ЗАДАНИЕ> Перепишите все записи ниже дословно, ничего не меняя и не пропуская.
####
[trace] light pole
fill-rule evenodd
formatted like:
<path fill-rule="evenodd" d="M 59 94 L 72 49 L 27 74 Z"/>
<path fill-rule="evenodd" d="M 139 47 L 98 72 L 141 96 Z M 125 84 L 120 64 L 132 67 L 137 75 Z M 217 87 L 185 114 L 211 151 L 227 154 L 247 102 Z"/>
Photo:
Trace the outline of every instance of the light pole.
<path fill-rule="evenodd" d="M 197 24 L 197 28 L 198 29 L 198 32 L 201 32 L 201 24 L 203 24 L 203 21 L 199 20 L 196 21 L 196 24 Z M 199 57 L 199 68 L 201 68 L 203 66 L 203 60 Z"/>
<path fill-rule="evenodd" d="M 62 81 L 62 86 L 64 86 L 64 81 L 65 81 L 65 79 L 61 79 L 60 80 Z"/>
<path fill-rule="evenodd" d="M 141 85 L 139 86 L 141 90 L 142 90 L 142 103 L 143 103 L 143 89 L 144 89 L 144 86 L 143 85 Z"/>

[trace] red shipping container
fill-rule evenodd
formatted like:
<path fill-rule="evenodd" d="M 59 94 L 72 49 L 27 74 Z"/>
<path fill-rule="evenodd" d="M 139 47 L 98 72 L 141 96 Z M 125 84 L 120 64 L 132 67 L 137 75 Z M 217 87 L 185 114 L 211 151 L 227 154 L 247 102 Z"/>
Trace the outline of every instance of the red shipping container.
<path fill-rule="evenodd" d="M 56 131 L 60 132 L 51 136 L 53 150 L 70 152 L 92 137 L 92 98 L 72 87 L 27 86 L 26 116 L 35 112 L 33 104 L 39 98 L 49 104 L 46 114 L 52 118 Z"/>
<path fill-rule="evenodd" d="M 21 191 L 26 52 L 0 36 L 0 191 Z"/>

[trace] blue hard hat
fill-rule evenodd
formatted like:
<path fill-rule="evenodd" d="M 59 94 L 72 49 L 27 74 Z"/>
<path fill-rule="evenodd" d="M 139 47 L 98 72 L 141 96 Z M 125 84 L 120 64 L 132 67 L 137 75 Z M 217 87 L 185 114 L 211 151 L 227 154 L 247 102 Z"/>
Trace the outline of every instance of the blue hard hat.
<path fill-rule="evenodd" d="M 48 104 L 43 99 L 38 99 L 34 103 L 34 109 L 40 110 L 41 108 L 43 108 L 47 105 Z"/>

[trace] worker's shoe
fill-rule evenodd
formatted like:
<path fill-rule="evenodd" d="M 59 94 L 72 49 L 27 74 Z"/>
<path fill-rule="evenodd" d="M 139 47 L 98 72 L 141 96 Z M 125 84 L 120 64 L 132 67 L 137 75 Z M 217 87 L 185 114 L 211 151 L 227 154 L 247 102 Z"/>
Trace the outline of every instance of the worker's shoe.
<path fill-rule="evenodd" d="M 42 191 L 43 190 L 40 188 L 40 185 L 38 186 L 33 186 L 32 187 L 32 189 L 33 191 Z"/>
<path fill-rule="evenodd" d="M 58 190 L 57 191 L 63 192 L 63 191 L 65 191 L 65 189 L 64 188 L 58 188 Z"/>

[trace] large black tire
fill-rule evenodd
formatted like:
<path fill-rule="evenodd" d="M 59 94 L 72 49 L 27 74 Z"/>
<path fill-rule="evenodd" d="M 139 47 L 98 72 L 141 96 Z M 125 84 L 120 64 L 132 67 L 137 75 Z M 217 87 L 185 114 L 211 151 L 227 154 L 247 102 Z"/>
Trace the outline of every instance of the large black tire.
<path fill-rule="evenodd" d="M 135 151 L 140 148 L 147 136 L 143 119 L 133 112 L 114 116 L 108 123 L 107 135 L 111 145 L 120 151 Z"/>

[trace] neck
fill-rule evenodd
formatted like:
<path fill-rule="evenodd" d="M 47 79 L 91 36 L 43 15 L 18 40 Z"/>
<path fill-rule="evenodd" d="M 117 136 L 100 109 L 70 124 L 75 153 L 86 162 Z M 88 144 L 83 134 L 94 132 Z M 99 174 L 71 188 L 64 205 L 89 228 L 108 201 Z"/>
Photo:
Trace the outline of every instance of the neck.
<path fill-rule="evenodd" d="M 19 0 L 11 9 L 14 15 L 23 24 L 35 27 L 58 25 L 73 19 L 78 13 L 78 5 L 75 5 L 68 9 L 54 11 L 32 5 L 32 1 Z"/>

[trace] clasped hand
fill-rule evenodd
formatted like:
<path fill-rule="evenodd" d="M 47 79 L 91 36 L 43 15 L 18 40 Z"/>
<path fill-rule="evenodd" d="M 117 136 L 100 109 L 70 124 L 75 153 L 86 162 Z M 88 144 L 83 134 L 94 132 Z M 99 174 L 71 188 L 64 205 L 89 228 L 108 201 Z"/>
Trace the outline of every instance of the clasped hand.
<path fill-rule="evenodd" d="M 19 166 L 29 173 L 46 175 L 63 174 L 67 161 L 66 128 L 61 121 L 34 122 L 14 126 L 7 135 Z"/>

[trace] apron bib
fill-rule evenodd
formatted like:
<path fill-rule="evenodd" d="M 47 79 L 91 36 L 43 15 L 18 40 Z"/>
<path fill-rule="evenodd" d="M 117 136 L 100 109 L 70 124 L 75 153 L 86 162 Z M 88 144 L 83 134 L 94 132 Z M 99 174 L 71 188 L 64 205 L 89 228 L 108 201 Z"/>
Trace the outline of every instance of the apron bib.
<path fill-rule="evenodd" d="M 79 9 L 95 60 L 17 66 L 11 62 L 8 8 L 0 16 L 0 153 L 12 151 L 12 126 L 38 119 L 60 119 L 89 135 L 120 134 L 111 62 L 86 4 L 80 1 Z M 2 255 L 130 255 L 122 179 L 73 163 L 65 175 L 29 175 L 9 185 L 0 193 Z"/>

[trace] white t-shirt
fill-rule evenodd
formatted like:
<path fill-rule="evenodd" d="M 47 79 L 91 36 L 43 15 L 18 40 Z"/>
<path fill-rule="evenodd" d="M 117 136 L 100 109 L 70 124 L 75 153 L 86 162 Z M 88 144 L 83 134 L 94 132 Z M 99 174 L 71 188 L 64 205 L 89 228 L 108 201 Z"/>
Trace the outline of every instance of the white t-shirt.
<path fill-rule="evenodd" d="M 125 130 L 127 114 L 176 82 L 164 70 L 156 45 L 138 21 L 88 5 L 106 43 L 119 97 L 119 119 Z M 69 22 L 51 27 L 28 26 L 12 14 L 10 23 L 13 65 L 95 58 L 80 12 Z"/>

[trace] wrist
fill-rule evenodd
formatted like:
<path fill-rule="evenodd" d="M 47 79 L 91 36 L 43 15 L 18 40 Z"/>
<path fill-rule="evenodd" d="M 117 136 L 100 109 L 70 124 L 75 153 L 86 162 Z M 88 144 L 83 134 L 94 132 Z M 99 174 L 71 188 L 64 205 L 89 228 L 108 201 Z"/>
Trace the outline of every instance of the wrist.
####
ОТВЕТ>
[trace] light pole
fill-rule evenodd
formatted like:
<path fill-rule="evenodd" d="M 59 94 L 72 49 L 27 74 Z"/>
<path fill-rule="evenodd" d="M 139 47 L 98 72 L 141 96 Z M 125 84 L 120 64 L 132 67 L 137 75 Z M 217 87 L 185 114 L 211 151 L 227 154 L 247 102 Z"/>
Photo:
Trace the outline of every instance of the light pole.
<path fill-rule="evenodd" d="M 197 24 L 197 28 L 198 29 L 198 32 L 201 32 L 201 24 L 203 24 L 203 21 L 199 20 L 196 21 L 196 24 Z M 199 57 L 199 68 L 201 68 L 203 66 L 203 60 Z"/>
<path fill-rule="evenodd" d="M 62 81 L 62 86 L 64 86 L 64 81 L 65 81 L 65 79 L 61 79 L 60 80 Z"/>
<path fill-rule="evenodd" d="M 141 85 L 139 86 L 141 90 L 142 90 L 142 103 L 143 103 L 143 89 L 144 89 L 144 86 L 143 85 Z"/>

[trace] red shipping container
fill-rule evenodd
formatted like:
<path fill-rule="evenodd" d="M 59 94 L 72 49 L 27 74 Z"/>
<path fill-rule="evenodd" d="M 139 47 L 98 72 L 141 96 Z M 125 84 L 120 64 L 132 67 L 137 75 Z M 217 87 L 185 114 L 211 151 L 227 154 L 247 102 Z"/>
Trace the outline of every instance of the red shipping container.
<path fill-rule="evenodd" d="M 56 131 L 60 132 L 51 136 L 53 150 L 70 152 L 92 137 L 92 98 L 72 87 L 27 86 L 26 116 L 35 112 L 33 104 L 39 98 L 49 104 L 46 114 L 52 118 Z"/>
<path fill-rule="evenodd" d="M 21 191 L 26 52 L 0 36 L 0 191 Z"/>

[trace] blue hard hat
fill-rule evenodd
formatted like:
<path fill-rule="evenodd" d="M 59 94 L 72 49 L 27 74 Z"/>
<path fill-rule="evenodd" d="M 139 47 L 98 72 L 141 96 Z M 125 84 L 120 64 L 132 67 L 137 75 Z M 217 87 L 185 114 L 211 151 L 227 154 L 247 102 Z"/>
Trace the outline of every instance of the blue hard hat.
<path fill-rule="evenodd" d="M 48 104 L 43 99 L 38 99 L 34 103 L 34 109 L 40 110 L 41 108 L 43 108 L 47 105 Z"/>

[trace] worker's shoe
fill-rule evenodd
formatted like:
<path fill-rule="evenodd" d="M 59 94 L 72 49 L 27 74 Z"/>
<path fill-rule="evenodd" d="M 139 47 L 98 72 L 141 96 Z M 125 84 L 120 64 L 132 67 L 137 75 Z M 217 87 L 185 114 L 211 151 L 227 154 L 247 102 Z"/>
Trace the outline of every instance of the worker's shoe.
<path fill-rule="evenodd" d="M 42 191 L 43 190 L 40 188 L 40 185 L 38 186 L 33 186 L 32 187 L 32 189 L 33 191 Z"/>
<path fill-rule="evenodd" d="M 58 190 L 57 191 L 63 192 L 63 191 L 65 191 L 65 189 L 64 188 L 58 188 Z"/>

[trace] large black tire
fill-rule evenodd
formatted like:
<path fill-rule="evenodd" d="M 59 94 L 72 49 L 27 74 Z"/>
<path fill-rule="evenodd" d="M 139 47 L 98 72 L 141 96 Z M 125 84 L 120 64 L 132 67 L 137 75 Z M 217 87 L 185 114 L 211 151 L 227 154 L 247 102 Z"/>
Trace the outline of every instance of the large black tire.
<path fill-rule="evenodd" d="M 135 151 L 140 148 L 147 136 L 143 119 L 133 112 L 114 116 L 108 123 L 107 135 L 111 145 L 120 151 Z"/>

[trace] neck
fill-rule evenodd
formatted like:
<path fill-rule="evenodd" d="M 47 79 L 91 36 L 43 15 L 18 40 Z"/>
<path fill-rule="evenodd" d="M 117 136 L 100 109 L 70 124 L 75 153 L 86 162 Z M 88 144 L 83 134 L 94 132 Z M 99 174 L 71 188 L 64 205 L 89 228 L 108 201 Z"/>
Photo:
Trace the outline of every instance of the neck.
<path fill-rule="evenodd" d="M 19 0 L 11 9 L 14 15 L 23 24 L 35 27 L 58 25 L 73 19 L 78 13 L 78 5 L 75 5 L 68 9 L 54 11 L 32 5 L 32 1 Z"/>

[trace] clasped hand
fill-rule evenodd
formatted like:
<path fill-rule="evenodd" d="M 47 79 L 91 36 L 43 15 L 18 40 Z"/>
<path fill-rule="evenodd" d="M 117 136 L 100 109 L 70 124 L 75 153 L 86 162 Z M 88 144 L 83 134 L 94 132 Z M 99 174 L 71 188 L 64 205 L 89 228 L 108 201 Z"/>
Trace the outline of every instance of the clasped hand.
<path fill-rule="evenodd" d="M 19 166 L 29 173 L 46 175 L 63 174 L 67 161 L 66 128 L 61 121 L 34 122 L 14 126 L 7 135 Z"/>

[trace] apron bib
fill-rule evenodd
formatted like:
<path fill-rule="evenodd" d="M 47 79 L 91 36 L 43 15 L 18 40 Z"/>
<path fill-rule="evenodd" d="M 117 136 L 100 109 L 70 124 L 75 153 L 86 162 Z M 88 144 L 83 134 L 94 132 Z M 99 174 L 71 188 L 64 205 L 89 228 L 108 201 Z"/>
Trace the outline of every instance of the apron bib.
<path fill-rule="evenodd" d="M 79 9 L 95 60 L 17 66 L 11 62 L 8 8 L 0 16 L 0 153 L 12 151 L 12 126 L 38 119 L 60 119 L 89 135 L 120 134 L 111 62 L 86 4 L 80 1 Z M 2 255 L 130 255 L 122 179 L 73 163 L 65 175 L 29 175 L 9 185 L 0 193 Z"/>

[trace] white t-shirt
fill-rule evenodd
formatted like:
<path fill-rule="evenodd" d="M 47 79 L 91 36 L 43 15 L 18 40 Z"/>
<path fill-rule="evenodd" d="M 117 136 L 100 109 L 70 124 L 75 153 L 86 162 Z M 88 144 L 83 134 L 94 132 Z M 99 174 L 71 188 L 64 205 L 89 228 L 108 201 Z"/>
Trace the outline of every instance of the white t-shirt.
<path fill-rule="evenodd" d="M 125 130 L 127 114 L 176 82 L 164 70 L 156 45 L 138 21 L 88 5 L 106 43 L 119 97 L 119 119 Z M 69 22 L 51 27 L 28 26 L 12 14 L 10 23 L 13 65 L 95 58 L 80 12 Z"/>

[trace] wrist
fill-rule evenodd
formatted like:
<path fill-rule="evenodd" d="M 47 79 L 91 36 L 43 15 L 18 40 Z"/>
<path fill-rule="evenodd" d="M 117 136 L 100 109 L 70 124 L 75 153 L 86 162 Z M 88 144 L 83 134 L 94 132 Z M 99 174 L 71 188 L 64 205 L 89 228 L 108 201 Z"/>
Trace the outline of every instance of the wrist.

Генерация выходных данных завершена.